Records from a collection:
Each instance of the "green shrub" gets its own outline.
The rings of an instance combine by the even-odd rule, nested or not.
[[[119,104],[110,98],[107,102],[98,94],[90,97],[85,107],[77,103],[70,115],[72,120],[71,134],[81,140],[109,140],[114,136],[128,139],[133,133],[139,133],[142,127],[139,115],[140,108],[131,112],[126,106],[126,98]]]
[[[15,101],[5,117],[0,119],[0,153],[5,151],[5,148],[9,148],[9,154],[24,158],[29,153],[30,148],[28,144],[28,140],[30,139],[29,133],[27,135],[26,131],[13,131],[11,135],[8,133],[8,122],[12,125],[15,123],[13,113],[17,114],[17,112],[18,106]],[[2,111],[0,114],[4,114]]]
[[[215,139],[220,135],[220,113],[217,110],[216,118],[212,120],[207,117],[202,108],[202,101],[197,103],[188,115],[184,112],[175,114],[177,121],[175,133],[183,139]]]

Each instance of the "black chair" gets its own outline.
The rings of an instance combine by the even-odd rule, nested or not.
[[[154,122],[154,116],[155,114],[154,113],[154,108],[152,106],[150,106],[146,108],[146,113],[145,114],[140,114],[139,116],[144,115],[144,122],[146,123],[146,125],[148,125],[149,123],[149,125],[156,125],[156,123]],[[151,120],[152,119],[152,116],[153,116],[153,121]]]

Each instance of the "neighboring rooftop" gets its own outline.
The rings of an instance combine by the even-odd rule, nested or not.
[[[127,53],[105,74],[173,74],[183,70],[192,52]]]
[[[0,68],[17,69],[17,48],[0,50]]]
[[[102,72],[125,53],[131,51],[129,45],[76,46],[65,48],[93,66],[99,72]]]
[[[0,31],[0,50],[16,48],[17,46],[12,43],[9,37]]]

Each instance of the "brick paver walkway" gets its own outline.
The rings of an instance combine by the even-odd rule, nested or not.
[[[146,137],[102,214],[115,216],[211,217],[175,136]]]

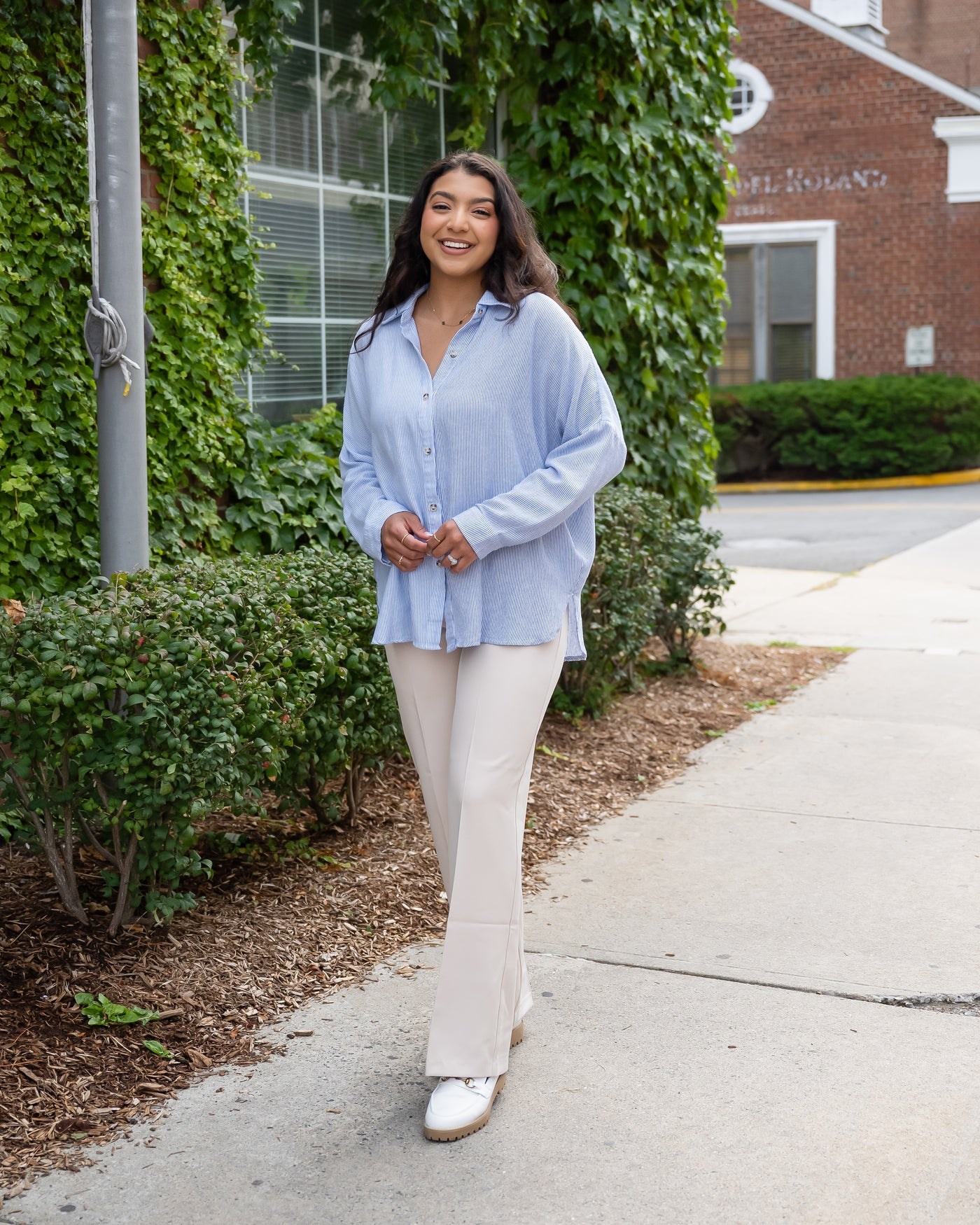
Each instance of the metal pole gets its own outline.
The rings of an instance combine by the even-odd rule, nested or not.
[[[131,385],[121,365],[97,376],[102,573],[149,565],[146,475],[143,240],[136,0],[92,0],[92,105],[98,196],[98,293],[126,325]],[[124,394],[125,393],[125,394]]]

* * *

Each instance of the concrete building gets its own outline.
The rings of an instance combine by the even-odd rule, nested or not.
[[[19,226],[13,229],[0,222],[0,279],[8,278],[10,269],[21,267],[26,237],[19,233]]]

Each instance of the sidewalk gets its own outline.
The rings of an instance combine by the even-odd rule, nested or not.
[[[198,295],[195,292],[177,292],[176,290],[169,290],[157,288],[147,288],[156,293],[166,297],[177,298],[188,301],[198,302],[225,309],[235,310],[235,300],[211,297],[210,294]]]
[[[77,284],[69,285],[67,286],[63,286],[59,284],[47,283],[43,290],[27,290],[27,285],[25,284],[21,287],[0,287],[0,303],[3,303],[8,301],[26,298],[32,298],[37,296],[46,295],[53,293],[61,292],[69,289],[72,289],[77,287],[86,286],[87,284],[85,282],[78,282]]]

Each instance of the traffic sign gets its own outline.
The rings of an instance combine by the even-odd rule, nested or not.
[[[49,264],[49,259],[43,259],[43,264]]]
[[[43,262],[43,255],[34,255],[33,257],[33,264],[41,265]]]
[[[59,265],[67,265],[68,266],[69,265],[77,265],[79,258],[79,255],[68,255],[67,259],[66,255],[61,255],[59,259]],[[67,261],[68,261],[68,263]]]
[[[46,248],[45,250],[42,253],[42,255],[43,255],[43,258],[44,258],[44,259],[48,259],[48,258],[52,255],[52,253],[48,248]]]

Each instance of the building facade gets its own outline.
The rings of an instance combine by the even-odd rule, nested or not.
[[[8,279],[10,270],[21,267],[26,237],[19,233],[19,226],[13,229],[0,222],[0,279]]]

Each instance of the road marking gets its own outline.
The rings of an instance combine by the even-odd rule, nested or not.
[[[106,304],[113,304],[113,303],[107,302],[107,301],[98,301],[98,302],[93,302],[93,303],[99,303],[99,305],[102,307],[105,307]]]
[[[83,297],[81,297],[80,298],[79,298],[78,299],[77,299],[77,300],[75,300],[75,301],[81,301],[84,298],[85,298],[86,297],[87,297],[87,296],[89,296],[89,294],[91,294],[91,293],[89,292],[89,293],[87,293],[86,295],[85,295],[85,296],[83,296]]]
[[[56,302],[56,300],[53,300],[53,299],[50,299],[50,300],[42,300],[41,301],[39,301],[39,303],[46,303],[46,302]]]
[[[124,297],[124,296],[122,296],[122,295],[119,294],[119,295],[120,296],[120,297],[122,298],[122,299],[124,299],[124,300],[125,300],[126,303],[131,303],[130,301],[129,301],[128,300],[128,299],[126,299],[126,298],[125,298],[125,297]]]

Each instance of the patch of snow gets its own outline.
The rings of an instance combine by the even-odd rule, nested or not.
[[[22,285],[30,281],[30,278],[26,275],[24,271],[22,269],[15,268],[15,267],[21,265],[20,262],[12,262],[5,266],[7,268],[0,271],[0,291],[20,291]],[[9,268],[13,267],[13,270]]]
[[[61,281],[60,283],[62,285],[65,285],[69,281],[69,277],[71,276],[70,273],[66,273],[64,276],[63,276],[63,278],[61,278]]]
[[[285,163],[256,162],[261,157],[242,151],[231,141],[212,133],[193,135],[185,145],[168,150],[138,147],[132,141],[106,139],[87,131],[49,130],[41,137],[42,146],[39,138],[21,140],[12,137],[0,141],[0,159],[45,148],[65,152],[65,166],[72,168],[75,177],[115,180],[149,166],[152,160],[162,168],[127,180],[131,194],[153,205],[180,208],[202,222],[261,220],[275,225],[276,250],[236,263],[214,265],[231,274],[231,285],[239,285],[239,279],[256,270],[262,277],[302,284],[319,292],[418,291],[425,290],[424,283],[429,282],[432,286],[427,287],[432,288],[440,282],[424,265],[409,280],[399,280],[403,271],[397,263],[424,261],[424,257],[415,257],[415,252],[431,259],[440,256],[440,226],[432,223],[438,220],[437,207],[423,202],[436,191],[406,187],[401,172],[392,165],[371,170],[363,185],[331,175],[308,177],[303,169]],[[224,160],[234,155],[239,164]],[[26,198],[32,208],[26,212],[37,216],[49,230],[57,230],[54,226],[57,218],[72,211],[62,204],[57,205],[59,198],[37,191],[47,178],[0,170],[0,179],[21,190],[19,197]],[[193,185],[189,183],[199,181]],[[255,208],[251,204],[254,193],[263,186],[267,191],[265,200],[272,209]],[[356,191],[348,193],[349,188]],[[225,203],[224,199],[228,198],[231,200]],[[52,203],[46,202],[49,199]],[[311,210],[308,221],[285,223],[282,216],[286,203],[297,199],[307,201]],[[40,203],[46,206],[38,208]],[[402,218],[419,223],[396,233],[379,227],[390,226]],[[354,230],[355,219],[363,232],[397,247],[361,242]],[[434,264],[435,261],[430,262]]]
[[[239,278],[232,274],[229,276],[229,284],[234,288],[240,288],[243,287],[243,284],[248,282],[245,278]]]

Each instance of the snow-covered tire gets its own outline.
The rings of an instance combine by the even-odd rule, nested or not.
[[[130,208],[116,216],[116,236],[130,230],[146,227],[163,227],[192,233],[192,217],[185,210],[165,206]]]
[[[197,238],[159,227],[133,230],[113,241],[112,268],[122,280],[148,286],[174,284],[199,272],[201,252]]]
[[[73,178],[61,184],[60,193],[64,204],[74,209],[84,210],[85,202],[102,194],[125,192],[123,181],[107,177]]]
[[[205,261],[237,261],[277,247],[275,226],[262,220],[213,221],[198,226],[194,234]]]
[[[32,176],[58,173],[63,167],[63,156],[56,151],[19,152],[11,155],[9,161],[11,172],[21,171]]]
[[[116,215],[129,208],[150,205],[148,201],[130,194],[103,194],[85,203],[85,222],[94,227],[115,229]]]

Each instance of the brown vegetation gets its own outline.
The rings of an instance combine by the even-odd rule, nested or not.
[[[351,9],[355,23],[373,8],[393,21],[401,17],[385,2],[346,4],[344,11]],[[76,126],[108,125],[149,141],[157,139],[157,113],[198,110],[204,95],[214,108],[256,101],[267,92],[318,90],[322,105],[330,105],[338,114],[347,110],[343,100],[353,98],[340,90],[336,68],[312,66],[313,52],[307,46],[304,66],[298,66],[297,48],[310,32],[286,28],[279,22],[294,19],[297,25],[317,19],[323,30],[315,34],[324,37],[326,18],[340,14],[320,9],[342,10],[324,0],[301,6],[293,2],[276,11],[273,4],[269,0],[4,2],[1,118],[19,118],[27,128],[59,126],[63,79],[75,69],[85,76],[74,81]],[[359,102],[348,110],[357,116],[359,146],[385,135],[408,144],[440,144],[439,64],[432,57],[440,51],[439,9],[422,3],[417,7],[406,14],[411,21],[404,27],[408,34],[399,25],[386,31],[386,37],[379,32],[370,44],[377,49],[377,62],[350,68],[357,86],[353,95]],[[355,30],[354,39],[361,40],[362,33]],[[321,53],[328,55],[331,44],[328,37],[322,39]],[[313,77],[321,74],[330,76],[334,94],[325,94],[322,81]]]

--

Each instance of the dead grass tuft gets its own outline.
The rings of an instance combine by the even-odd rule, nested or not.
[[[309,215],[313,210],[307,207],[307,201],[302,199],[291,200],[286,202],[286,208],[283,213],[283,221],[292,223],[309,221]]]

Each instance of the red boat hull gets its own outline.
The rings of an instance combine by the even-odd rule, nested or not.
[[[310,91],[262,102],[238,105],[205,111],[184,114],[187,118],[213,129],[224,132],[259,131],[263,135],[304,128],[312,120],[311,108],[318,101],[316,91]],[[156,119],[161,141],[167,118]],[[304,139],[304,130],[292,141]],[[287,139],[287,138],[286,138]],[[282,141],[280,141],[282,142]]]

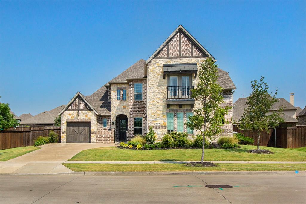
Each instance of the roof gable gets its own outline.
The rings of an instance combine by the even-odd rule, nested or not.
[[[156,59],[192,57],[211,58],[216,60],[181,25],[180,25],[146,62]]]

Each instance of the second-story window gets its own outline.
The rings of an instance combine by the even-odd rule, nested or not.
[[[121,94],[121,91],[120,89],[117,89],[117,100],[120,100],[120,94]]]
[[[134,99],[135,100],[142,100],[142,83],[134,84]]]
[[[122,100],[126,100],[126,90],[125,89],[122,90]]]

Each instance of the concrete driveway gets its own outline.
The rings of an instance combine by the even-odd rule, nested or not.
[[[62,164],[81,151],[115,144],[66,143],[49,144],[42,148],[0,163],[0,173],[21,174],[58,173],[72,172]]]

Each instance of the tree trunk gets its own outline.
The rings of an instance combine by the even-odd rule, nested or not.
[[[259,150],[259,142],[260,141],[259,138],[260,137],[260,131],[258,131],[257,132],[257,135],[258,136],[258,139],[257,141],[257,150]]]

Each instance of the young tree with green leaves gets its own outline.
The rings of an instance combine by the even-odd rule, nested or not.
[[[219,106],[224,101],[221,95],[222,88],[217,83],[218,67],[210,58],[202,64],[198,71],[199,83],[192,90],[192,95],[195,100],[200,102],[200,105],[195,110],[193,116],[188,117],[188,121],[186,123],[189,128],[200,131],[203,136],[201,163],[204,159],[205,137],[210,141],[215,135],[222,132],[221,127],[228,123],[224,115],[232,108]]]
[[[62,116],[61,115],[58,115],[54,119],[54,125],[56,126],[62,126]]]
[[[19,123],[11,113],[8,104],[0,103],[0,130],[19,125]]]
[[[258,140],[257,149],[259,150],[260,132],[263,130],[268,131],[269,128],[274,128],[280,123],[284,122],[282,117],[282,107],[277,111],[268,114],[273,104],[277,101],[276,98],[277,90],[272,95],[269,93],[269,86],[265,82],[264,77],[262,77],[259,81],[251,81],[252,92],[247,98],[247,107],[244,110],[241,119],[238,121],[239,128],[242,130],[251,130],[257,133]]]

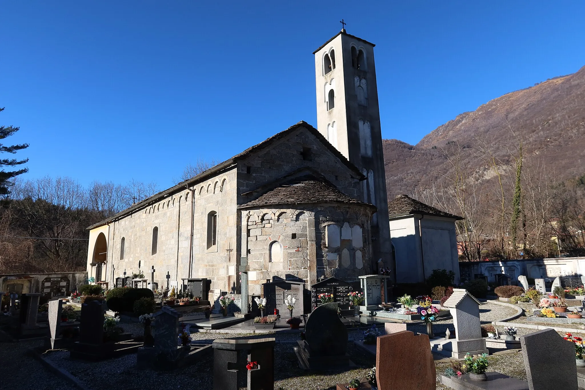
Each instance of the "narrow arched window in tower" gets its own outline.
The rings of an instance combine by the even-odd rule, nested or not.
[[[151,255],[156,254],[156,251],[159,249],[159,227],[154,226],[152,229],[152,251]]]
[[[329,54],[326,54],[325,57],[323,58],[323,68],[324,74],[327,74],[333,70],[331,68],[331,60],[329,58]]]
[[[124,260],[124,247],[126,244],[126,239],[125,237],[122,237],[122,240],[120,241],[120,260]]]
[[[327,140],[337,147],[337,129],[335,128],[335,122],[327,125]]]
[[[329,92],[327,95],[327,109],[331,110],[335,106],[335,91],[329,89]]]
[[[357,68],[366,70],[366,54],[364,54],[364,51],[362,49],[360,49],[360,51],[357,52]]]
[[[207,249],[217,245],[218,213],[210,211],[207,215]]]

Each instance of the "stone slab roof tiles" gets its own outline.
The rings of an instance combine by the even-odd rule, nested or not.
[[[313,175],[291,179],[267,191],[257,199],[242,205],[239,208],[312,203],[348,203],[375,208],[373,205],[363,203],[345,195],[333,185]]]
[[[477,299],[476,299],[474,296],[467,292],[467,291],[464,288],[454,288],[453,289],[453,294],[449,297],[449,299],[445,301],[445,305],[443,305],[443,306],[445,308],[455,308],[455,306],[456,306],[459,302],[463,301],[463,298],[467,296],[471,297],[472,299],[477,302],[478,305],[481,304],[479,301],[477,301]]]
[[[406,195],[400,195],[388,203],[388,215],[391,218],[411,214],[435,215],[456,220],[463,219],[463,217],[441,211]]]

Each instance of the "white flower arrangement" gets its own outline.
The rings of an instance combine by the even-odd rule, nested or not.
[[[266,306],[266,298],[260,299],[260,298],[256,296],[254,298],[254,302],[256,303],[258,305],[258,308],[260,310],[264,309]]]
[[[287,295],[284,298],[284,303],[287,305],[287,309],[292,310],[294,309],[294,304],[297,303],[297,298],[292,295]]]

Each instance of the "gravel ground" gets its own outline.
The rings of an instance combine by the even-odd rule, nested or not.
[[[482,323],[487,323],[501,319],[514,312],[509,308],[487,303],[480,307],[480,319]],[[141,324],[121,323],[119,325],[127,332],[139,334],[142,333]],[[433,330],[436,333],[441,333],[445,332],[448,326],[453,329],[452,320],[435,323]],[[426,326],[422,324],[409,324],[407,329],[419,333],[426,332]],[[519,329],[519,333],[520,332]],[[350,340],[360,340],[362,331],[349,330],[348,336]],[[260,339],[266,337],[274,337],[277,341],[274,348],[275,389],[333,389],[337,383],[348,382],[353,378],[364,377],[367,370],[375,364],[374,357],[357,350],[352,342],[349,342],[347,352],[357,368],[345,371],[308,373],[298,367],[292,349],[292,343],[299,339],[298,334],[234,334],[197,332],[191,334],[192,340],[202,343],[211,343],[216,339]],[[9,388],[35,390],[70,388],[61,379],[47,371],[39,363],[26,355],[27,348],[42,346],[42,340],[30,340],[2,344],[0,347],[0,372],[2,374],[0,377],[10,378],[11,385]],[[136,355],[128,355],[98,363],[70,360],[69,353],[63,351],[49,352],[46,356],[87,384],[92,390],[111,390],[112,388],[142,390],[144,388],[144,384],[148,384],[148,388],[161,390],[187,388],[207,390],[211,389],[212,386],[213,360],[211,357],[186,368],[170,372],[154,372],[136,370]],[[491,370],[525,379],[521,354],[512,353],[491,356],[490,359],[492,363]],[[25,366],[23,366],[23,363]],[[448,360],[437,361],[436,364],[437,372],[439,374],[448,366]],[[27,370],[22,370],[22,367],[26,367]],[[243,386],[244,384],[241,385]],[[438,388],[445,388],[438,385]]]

PROBLEM REQUIREMENTS: Count the lines in the listing above that contain the word "green". Reply with the number alone.

ANSWER FOR THIS EXERCISE: 2